Skip to content

Nayil97/gulf-sql-portfolio

Repository files navigation

GCC Real Estate Analytics SQL Project

CI PostgreSQL License SQL Star Schema

This repository contains a complete, end‑to‑end, SQL‑only data science portfolio project designed to demonstrate mid‑to‑senior level analytical skill and business impact for Gulf Cooperation Council (GCC) real estate markets. The project uses a PostgreSQL data warehouse to ingest raw data from the Dubai Land Department (DLD) and the Saudi General Authority for Statistics (GASTAT) Consumer Price Index (CPI), transforms it into a clean dimensional model, calculates key performance indicators (KPIs) and insights, and prepares the results for Power BI visualisation. No Python or other programming languages are required – everything from ingestion to analysis is expressed in SQL.

🎯 Key Technical Highlights

  • 📊 179,229 Real Transactions: Dubai Land Department data from 2021–2025 ✅ LOADED
  • 🏗️ Star Schema Architecture: 3 dimension tables, 2 fact tables, full referential integrity ✅ BUILT
  • ⚡ Advanced SQL Techniques:
    • Window functions (LAG, LEAD, RANK, DENSE_RANK, percentile_cont)

- ROWS:
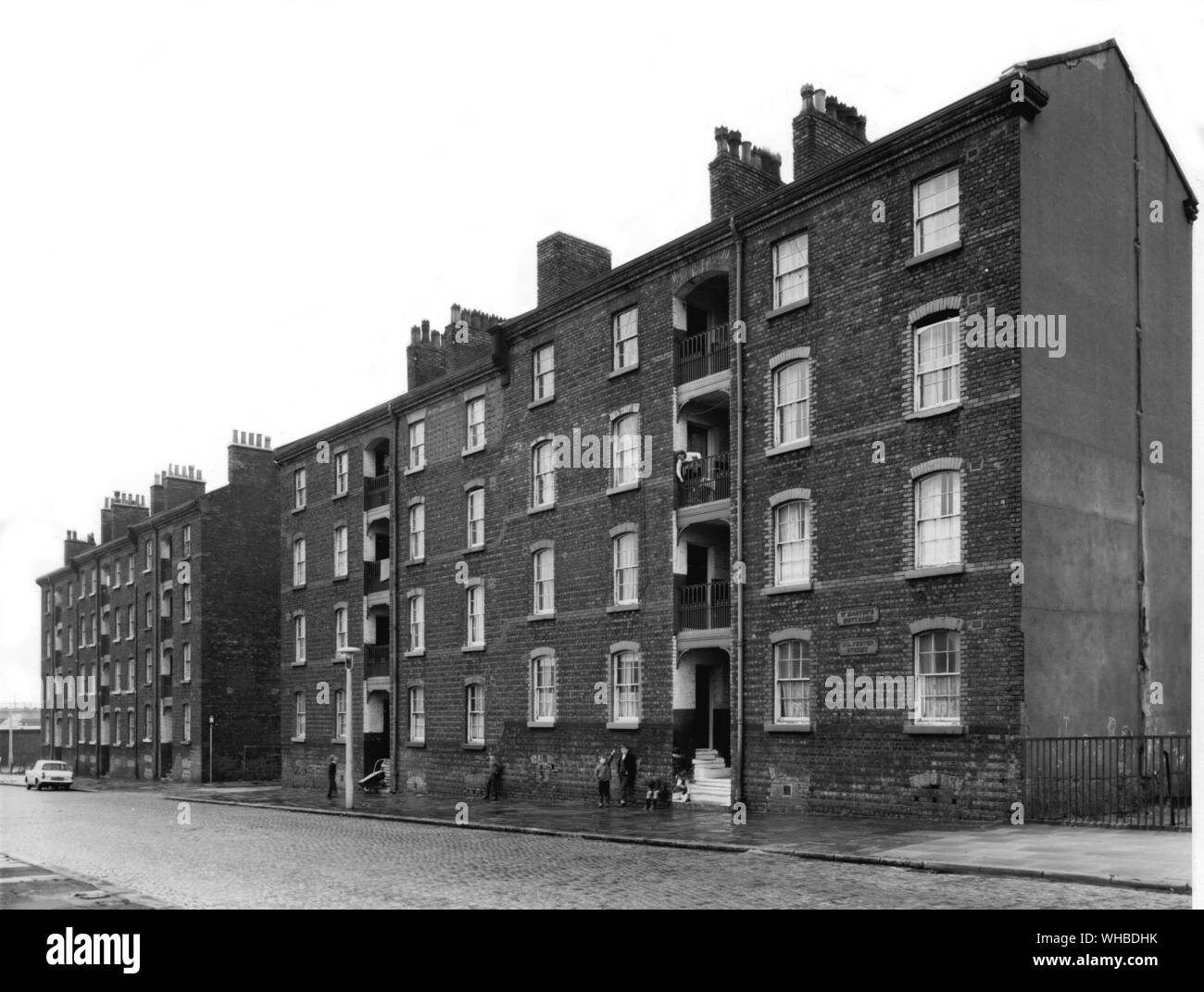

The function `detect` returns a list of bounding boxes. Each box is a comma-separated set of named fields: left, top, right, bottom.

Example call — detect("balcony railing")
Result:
left=364, top=644, right=389, bottom=679
left=678, top=579, right=732, bottom=631
left=678, top=451, right=732, bottom=507
left=364, top=559, right=390, bottom=592
left=673, top=324, right=732, bottom=385
left=364, top=474, right=389, bottom=509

- TO-DO LIST:
[a] Decide whether each statement agrees with the GCC real estate project README. Answer yes or no for each, quoting the words of the README that decide it. (i) The project needs Python for data ingestion. (ii) The star schema has three dimension tables and two fact tables. (iii) The Dubai Land Department data spans 2018 to 2025.
[b] Copy the GCC real estate project README word for word, from "This repository contains" up to and including "expressed in SQL.".
[c] Carry on the GCC real estate project README from the point where it stops.

- SOLVED TASKS:
[a]
(i) No: "No Python or other programming languages are required"
(ii) Yes: "3 dimension tables, 2 fact tables"
(iii) No: "Dubai Land Department data from 2021–2025"

[b]
This repository contains a complete, end‑to‑end, SQL‑only data science portfolio project designed to demonstrate mid‑to‑senior level analytical skill and business impact for Gulf Cooperation Council (GCC) real estate markets. The project uses a PostgreSQL data warehouse to ingest raw data from the Dubai Land Department (DLD) and the Saudi General Authority for Statistics (GASTAT) Consumer Price Index (CPI), transforms it into a clean dimensional model, calculates key performance indicators (KPIs) and insights, and prepares the results for Power BI visualisation. No Python or other programming languages are required – everything from ingestion to analysis is expressed in SQL.

[c]
    • Common Table Expressions (CTEs) for complex transformations
    • Statistical analysis (corr() for macro-economic correlations)
    • Time-series growth calculations (MoM, YoY)
  • ✅ Automated Testing: pgTAP test suite with 25+ test cases
  • 🔄 CI/CD Pipeline: GitHub Actions automatically builds warehouse and runs tests
  • 📈 Business-Focused KPIs: Off-plan vs ready analysis, price efficiency, project leaderboards
  • 🎨 Power BI Integration:
    • 3 materialized views + 2 optimized views ready ✅ DEPLOYED
    • Custom HHI Market Concentration Gauge visual ✅ BUILT
    • 5 dashboard pages fully specified with DAX measures
    • See power_bi/ directory for complete implementation

🚀 Quick Start - Database Already Running!

Database Status: ✅ Loaded and ready on gulf_dw

Connect to Power BI:

  • Server: 172.26.88.10:5432
  • Database: gulf_dw
  • Username: powerbi_user
  • Password: powerbi_readonly_2024

See power_bi/CONNECTION_DETAILS.md for complete setup instructions.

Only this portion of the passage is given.